(PROVIDED TEXT)

** START **

To determine when more detail is needed in the mesh, each triangle is assigned a split priority. A priority threshold is set, and any triangle that exceeds the threshold is split. A triangle's priority is calculated by determining the amount of visible error it contains. Visible error is essentially the actual amount of error in the triangle divided by the distance from the camera to that triangle. For any triangle that can be culled from the rendering process (i.e. outside the view frustum or facing away from the camera), the visible error should be 0 because the triangle isn't visible.

When splitting triangles in a 3D mesh, care must be taken to ensure that no cracks or seams appear in the mesh. The ROAM algorithm handles this by following one simple rule: except at the edges of the map, only a square can be split. In this case a square is defined as two right triangles of the same size sharing their longest edge. When you need to split a triangle whose neighbor along the longest edge is not the same size, you must split its neighbor first. If the neighbor isn't part of a square, then its neighbor must be split before that. This check continues recursively until a square is reached or the edge of the map is reached, and all triangles along the path are split as the recursion unwinds. The figure below illustrates how this works:

figure_01.jpg

Figure 1: Splitting triangle T requires multiple splits to avoid creating cracks in the mesh.

Attempting to split triangle T requires four new vertices to be added to the mesh. Those vertices and the new edges created are highlighted in red and numbered in order. The first vertex makes the bottom-right corner of the map into a square. The second vertex makes a diagonal square in the bottom center. The third vertex makes triangle T part of a square. Last but not least, the fourth vertex splits triangle T.

Because the mesh starts with two triangles and each is split recursively into two smaller triangles, a binary tree is often used to store the ROAM mesh in memory. In this case, each node in the tree contains a triangle at a certain level of detail, and each frame all the leaf nodes in the tree are rendered. Along with containing pointers to its vertices, the triangle object usually contains pointers to its neighbors and members dealing with its split priority.

** END **

(SOURCE DATA)
** START **

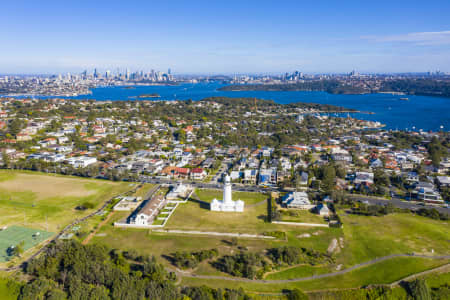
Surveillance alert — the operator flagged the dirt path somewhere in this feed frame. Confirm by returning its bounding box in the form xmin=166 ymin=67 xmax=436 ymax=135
xmin=0 ymin=185 xmax=141 ymax=272
xmin=176 ymin=254 xmax=450 ymax=284
xmin=82 ymin=211 xmax=115 ymax=245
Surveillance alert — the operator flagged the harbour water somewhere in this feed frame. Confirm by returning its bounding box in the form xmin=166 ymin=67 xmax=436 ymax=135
xmin=17 ymin=83 xmax=450 ymax=131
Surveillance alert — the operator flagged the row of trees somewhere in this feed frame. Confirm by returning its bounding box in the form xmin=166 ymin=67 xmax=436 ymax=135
xmin=19 ymin=241 xmax=255 ymax=300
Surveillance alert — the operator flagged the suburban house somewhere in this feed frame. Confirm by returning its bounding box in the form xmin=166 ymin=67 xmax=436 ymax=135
xmin=281 ymin=192 xmax=314 ymax=210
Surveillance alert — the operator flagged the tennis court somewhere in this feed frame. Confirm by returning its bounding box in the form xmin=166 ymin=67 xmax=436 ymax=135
xmin=0 ymin=226 xmax=53 ymax=263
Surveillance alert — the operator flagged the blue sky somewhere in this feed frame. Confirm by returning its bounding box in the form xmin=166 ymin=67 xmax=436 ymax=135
xmin=0 ymin=0 xmax=450 ymax=74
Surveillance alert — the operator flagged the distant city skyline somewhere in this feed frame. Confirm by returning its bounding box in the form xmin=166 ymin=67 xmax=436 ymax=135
xmin=0 ymin=0 xmax=450 ymax=74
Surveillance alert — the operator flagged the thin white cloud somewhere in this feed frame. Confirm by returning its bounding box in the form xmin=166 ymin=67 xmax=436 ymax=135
xmin=361 ymin=30 xmax=450 ymax=46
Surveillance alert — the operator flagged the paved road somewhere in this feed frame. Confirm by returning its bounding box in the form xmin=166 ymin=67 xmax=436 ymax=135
xmin=141 ymin=176 xmax=450 ymax=214
xmin=172 ymin=254 xmax=450 ymax=284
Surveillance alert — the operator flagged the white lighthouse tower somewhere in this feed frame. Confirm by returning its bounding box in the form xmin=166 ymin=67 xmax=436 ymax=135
xmin=223 ymin=174 xmax=233 ymax=205
xmin=210 ymin=174 xmax=244 ymax=212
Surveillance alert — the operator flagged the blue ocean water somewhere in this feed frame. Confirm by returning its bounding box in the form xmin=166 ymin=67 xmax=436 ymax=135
xmin=30 ymin=83 xmax=450 ymax=131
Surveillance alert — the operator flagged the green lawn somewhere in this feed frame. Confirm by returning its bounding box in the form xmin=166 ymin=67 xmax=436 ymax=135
xmin=181 ymin=257 xmax=449 ymax=292
xmin=86 ymin=190 xmax=450 ymax=292
xmin=337 ymin=212 xmax=450 ymax=266
xmin=0 ymin=170 xmax=132 ymax=232
xmin=165 ymin=189 xmax=283 ymax=233
xmin=0 ymin=226 xmax=53 ymax=262
xmin=280 ymin=209 xmax=327 ymax=224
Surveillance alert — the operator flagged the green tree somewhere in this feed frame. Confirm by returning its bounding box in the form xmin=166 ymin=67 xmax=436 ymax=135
xmin=407 ymin=279 xmax=431 ymax=300
xmin=322 ymin=165 xmax=336 ymax=194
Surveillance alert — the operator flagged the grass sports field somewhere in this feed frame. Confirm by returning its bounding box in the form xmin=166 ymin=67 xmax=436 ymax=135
xmin=0 ymin=226 xmax=53 ymax=262
xmin=87 ymin=190 xmax=450 ymax=292
xmin=0 ymin=170 xmax=132 ymax=232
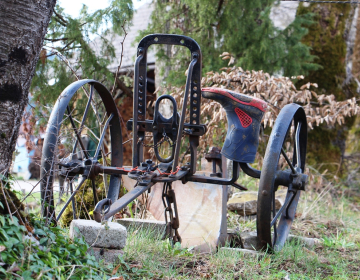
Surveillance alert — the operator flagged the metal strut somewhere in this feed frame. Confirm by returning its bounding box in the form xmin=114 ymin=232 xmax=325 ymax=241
xmin=162 ymin=182 xmax=181 ymax=245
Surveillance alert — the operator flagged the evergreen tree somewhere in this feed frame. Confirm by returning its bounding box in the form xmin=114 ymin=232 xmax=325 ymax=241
xmin=31 ymin=0 xmax=133 ymax=125
xmin=141 ymin=0 xmax=319 ymax=85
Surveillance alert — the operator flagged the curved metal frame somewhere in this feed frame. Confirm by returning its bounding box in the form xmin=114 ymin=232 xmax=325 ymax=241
xmin=40 ymin=79 xmax=123 ymax=222
xmin=41 ymin=34 xmax=307 ymax=253
xmin=256 ymin=104 xmax=307 ymax=250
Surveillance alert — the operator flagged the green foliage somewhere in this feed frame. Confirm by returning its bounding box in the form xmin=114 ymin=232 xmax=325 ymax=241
xmin=297 ymin=4 xmax=357 ymax=176
xmin=0 ymin=216 xmax=115 ymax=280
xmin=142 ymin=0 xmax=319 ymax=84
xmin=31 ymin=0 xmax=133 ymax=125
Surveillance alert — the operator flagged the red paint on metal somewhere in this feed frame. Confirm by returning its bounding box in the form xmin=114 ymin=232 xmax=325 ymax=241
xmin=235 ymin=108 xmax=252 ymax=128
xmin=202 ymin=88 xmax=267 ymax=112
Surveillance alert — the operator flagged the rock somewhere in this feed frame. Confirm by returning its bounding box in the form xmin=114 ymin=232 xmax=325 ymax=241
xmin=227 ymin=189 xmax=287 ymax=216
xmin=115 ymin=218 xmax=165 ymax=233
xmin=220 ymin=247 xmax=264 ymax=257
xmin=287 ymin=234 xmax=321 ymax=248
xmin=87 ymin=247 xmax=124 ymax=263
xmin=240 ymin=231 xmax=262 ymax=250
xmin=69 ymin=220 xmax=127 ymax=249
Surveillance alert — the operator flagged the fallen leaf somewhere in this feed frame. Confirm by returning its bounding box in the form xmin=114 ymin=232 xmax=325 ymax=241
xmin=111 ymin=264 xmax=121 ymax=275
xmin=130 ymin=264 xmax=142 ymax=268
xmin=303 ymin=247 xmax=316 ymax=256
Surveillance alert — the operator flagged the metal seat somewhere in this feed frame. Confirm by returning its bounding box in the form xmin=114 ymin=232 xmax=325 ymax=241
xmin=202 ymin=88 xmax=268 ymax=163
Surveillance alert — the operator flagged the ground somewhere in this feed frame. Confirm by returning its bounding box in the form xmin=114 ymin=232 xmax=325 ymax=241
xmin=10 ymin=176 xmax=360 ymax=280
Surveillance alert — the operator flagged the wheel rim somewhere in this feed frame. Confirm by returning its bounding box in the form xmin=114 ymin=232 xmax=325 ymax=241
xmin=40 ymin=80 xmax=123 ymax=224
xmin=257 ymin=104 xmax=307 ymax=251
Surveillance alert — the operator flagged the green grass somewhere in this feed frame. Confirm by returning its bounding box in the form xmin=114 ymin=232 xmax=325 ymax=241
xmin=115 ymin=190 xmax=360 ymax=279
xmin=10 ymin=181 xmax=360 ymax=280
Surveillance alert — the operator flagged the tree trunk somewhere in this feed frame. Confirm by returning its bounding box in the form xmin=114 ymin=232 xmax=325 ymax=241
xmin=0 ymin=0 xmax=56 ymax=174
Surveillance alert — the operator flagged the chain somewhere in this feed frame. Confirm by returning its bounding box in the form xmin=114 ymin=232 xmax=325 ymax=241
xmin=161 ymin=182 xmax=181 ymax=245
xmin=281 ymin=0 xmax=360 ymax=4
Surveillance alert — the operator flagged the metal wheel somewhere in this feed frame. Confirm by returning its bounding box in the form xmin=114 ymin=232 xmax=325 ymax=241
xmin=257 ymin=104 xmax=307 ymax=251
xmin=40 ymin=80 xmax=123 ymax=222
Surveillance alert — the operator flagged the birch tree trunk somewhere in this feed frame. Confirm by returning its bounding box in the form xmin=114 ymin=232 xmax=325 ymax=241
xmin=0 ymin=0 xmax=56 ymax=174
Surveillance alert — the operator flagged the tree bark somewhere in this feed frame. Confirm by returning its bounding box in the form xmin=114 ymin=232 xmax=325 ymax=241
xmin=0 ymin=0 xmax=56 ymax=174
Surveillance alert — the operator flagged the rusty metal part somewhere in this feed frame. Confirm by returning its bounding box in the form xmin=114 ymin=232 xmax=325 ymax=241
xmin=40 ymin=80 xmax=123 ymax=223
xmin=94 ymin=183 xmax=153 ymax=223
xmin=256 ymin=104 xmax=307 ymax=251
xmin=161 ymin=182 xmax=181 ymax=245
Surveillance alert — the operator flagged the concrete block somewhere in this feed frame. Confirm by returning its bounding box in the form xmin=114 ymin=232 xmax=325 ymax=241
xmin=220 ymin=247 xmax=264 ymax=257
xmin=69 ymin=220 xmax=127 ymax=249
xmin=115 ymin=218 xmax=165 ymax=233
xmin=88 ymin=247 xmax=124 ymax=263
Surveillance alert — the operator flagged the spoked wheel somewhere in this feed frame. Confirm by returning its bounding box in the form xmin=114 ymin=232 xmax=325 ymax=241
xmin=257 ymin=104 xmax=307 ymax=251
xmin=40 ymin=80 xmax=123 ymax=222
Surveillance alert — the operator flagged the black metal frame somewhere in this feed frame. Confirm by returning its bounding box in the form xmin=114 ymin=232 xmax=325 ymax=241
xmin=41 ymin=34 xmax=307 ymax=250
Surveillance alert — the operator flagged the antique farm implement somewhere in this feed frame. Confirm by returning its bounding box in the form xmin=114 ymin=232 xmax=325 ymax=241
xmin=41 ymin=34 xmax=307 ymax=249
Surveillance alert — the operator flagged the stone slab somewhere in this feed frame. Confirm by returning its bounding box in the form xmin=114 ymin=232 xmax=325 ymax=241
xmin=69 ymin=219 xmax=127 ymax=249
xmin=123 ymin=168 xmax=227 ymax=252
xmin=87 ymin=247 xmax=124 ymax=263
xmin=115 ymin=218 xmax=166 ymax=233
xmin=220 ymin=247 xmax=264 ymax=257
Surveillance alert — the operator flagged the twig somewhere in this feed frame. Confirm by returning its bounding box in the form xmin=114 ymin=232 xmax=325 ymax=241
xmin=0 ymin=180 xmax=13 ymax=221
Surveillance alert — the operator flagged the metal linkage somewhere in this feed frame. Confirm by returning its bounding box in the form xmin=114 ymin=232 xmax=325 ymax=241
xmin=162 ymin=182 xmax=181 ymax=245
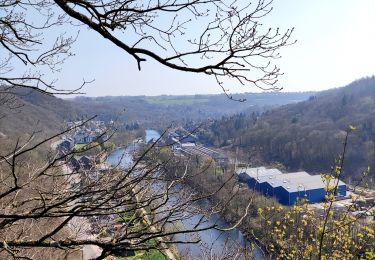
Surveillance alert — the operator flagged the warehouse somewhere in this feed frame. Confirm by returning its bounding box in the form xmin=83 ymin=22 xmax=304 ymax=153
xmin=236 ymin=167 xmax=346 ymax=205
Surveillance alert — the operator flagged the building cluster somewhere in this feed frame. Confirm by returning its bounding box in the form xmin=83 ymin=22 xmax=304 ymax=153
xmin=56 ymin=121 xmax=106 ymax=151
xmin=236 ymin=167 xmax=347 ymax=205
xmin=167 ymin=130 xmax=229 ymax=164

** END **

(WHAT TO WORK ON)
A - Retype the entries word for word, from the beginning of the entries down through the line containing "xmin=82 ymin=211 xmax=115 ymax=245", including that line. Omit the pictures.
B - Write what comes next in the passage on the ROAM terrain mesh, picking up after its final sentence.

(RESULTS FOR EACH TASK)
A -
Surveillance alert — the operator flagged the dirt path somewhere in this feed frame. Confirm by returning its bounding box in the form xmin=166 ymin=67 xmax=436 ymax=135
xmin=0 ymin=185 xmax=141 ymax=272
xmin=176 ymin=254 xmax=450 ymax=284
xmin=82 ymin=211 xmax=115 ymax=245

B -
To keep the mesh optimal as the camera moves around, we need to be able to remove triangles that are no longer needed. The rule for merging triangles back into their parent triangles is that, except at the edges of the map, only a diamond can be merged. A diamond is defined as four right triangles with their 90-degree angles sharing the same vertex, which is equates to a square that has just been split. To merge the diamond, just remove the center vertex and turn it back into a square. Unlike splitting a triangle through recursion, you must wait until a triangle becomes part of a diamond before you can merge it.

In addition, it's not very efficient to figure out if a particular triangle is part of a diamond and then figure out if that diamond needs to be merged. The best way to handle this seems to be to maintain a list of current diamonds at all times. Every split creates 1 diamond and destroys 0-2 diamonds, and every merge does the opposite. The diamond structure should contain pointers to its triangles and members dealing with its merge priority. Every frame merge priorities get checked, and all diamonds that fall below the split threshold get merged.

One of the best things about ROAM is the amount of control you have over the performance vs. visual quality trade-off. You can control it by fine-tuning the priority calculations, changing the priority threshold, setting limits on the frame rate, setting limits on the triangle count, or setting limits on the number of split/merge operations to perform per frame.
Probably the largest problem with ROAM is that mesh changes from one frame to the next might cause a visible "pop" in the terrain. This artifact can be reduced by a process called "geomorphing", where you gradually move vertices from the old position to the new position over a number of frames, smoothing the pop and making the transition less noticeable. You can also slowly change the vertex normal, color, and texture coordinates if necessary.


Mapping ROAM to a Sphere

Because the traditional ROAM algorithm only allows you to split a square, you have to start with a solid 3D shape that consists only of squares. To prevent cracks from forming in the mesh, the edges of these squares must fit together seamlessly in all directions. Each square in this shape will be treated like a top-level square, and each triangle like the root of a separate binary tree. Neighbor pointers have to be set up between these top-level triangles properly so that splitting at the edge of one top-level square can split the corresponding triangle on the adjacent edge.

The obvious 3D shape that consists of all squares with edges wrapping seamlessly in all directions is a cube. Because a subdivided cube doesn't give a well-proportioned sphere, I spent a lot of time trying to come up with a more appropriate shape, but I couldn't find anything that fit the requirements. Later on, I realized that I was wasting my time because the split priorities would quickly take care of the sphere's proportions. If there is too much error in one triangle because its longest edge is out of proportion, it will be split.

Once you set up the 12 root triangles of the cube with the proper neighbor pointers, everything falls into place and the traditional ROAM algorithm works beautifully. In fact, it's even easier to implement than the flat ROAM algorithm because you don't have to test for conditions at the edges of the map. The only thing you need to treat differently is how you implement your height values. Instead of simply adjusting a vertex's y coordinate, you need to treat your height value as an offset from the sphere's radius. Mathematically, treat each new vertex as a direction vector from the center of the sphere. Normalize the vector and multiply it by the sphere's radius plus the height offset.

figure_02.jpg


Figure 2 - Screenshots of the spherical ROAM algorithm at different levels of detail.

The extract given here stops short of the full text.